_RECORD EXTRACTS:_
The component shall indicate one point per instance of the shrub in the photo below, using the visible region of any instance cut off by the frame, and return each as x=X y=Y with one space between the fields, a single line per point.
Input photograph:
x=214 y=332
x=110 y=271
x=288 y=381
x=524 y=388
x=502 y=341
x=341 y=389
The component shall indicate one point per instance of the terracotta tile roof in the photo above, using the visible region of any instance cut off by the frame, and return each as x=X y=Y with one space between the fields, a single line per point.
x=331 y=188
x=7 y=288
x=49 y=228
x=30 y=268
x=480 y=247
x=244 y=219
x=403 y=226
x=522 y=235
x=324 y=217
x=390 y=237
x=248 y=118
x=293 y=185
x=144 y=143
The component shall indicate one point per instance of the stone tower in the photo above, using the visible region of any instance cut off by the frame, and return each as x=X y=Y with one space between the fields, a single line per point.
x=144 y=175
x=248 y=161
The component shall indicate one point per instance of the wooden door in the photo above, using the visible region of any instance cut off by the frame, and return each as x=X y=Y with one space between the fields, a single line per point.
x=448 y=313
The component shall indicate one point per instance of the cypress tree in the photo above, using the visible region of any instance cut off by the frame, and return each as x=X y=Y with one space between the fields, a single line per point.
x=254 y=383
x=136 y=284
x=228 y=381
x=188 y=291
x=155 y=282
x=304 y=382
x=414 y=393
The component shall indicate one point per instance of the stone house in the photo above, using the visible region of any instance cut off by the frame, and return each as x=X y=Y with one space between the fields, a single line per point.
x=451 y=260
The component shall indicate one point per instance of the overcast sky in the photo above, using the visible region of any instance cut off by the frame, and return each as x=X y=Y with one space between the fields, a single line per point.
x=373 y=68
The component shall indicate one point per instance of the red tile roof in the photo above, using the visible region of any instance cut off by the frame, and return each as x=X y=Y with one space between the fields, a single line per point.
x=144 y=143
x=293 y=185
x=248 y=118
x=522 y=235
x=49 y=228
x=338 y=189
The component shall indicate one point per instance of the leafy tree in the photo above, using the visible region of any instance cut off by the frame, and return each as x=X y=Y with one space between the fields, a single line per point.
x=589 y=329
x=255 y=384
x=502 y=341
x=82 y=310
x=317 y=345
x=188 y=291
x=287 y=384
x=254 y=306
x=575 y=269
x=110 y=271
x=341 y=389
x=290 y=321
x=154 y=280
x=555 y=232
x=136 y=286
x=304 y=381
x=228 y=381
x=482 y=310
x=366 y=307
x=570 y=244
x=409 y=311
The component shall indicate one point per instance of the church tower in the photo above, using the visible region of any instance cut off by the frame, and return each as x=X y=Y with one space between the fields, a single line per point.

_REQUIRED ACTION:_ Give the entries again in full, with nothing changed.

_RESULT OF THE TASK:_
The component shall indicate one point per instance of the shrub in the photo below, using the visible region of any instance cut off by the frame, and return each as x=X y=Y with one space between the fields, a single line per point.
Input photograph:
x=214 y=332
x=110 y=271
x=288 y=381
x=524 y=388
x=502 y=341
x=341 y=389
The component shall indicate one point per instance of the terracotta tile roof in the photo above, using the visible region of any instance cut off by the frame, and return each as x=X y=Y with one space between the fields, a single line per point.
x=331 y=188
x=7 y=288
x=49 y=228
x=30 y=268
x=480 y=247
x=244 y=219
x=403 y=226
x=522 y=235
x=324 y=217
x=390 y=237
x=248 y=118
x=293 y=185
x=144 y=143
The component shall indicate one point per instance of the stone tower in the photo above, using the visible region of any instance cut off by the frame, and return each as x=X y=Y with one space between the fields, a single line per point.
x=144 y=175
x=248 y=161
The component shall indicate one point per instance of the wooden door in the photo above, using the visible region of any instance cut off by the frame, and return each as x=X y=Y with one space between the fields, a single line per point.
x=448 y=313
The component shall indicate one point per instance of the cypress tree in the photo above, using the visible region of any instance cut off by the frame, and return each as x=X y=Y with one space between the fields, a single line per point.
x=254 y=383
x=136 y=284
x=228 y=381
x=188 y=291
x=155 y=282
x=304 y=382
x=414 y=393
The component shall indicate one point per instance of the stone house in the photo above, using the visible region of any instance cut off by the frame, and return each as x=X y=Y with one space between the fields, a single line per point.
x=451 y=260
The component shall indicate one point per instance of the overcast sky in the photo above, using the visible region of any instance cut off by the frame, and return each as x=X y=Y with one space between the fields, a single line per point.
x=373 y=68
The component shall indicate one point per instance of the red tile roof in the photo above, using the visible region of any instance cut off by the frame, and return each as x=X y=Y with one space between the fields, a single line per point.
x=144 y=143
x=293 y=185
x=248 y=118
x=522 y=235
x=49 y=228
x=338 y=189
The component shall indicate one point per instance of the leafy tree in the photo above, using the visible region of any instance cut off by the frame, and return each as x=X y=Y with one space between the fields, a single line per point.
x=589 y=329
x=255 y=384
x=502 y=341
x=82 y=310
x=317 y=345
x=188 y=291
x=287 y=384
x=254 y=306
x=575 y=269
x=110 y=271
x=341 y=389
x=290 y=321
x=154 y=280
x=555 y=232
x=136 y=286
x=304 y=381
x=228 y=381
x=482 y=310
x=366 y=307
x=570 y=244
x=409 y=311
The component shall indicate one point per instance of the church tower in the photo above, using the visible region of any instance cut off by the frame, and return each as x=X y=Y with one space between the fields, a single line per point.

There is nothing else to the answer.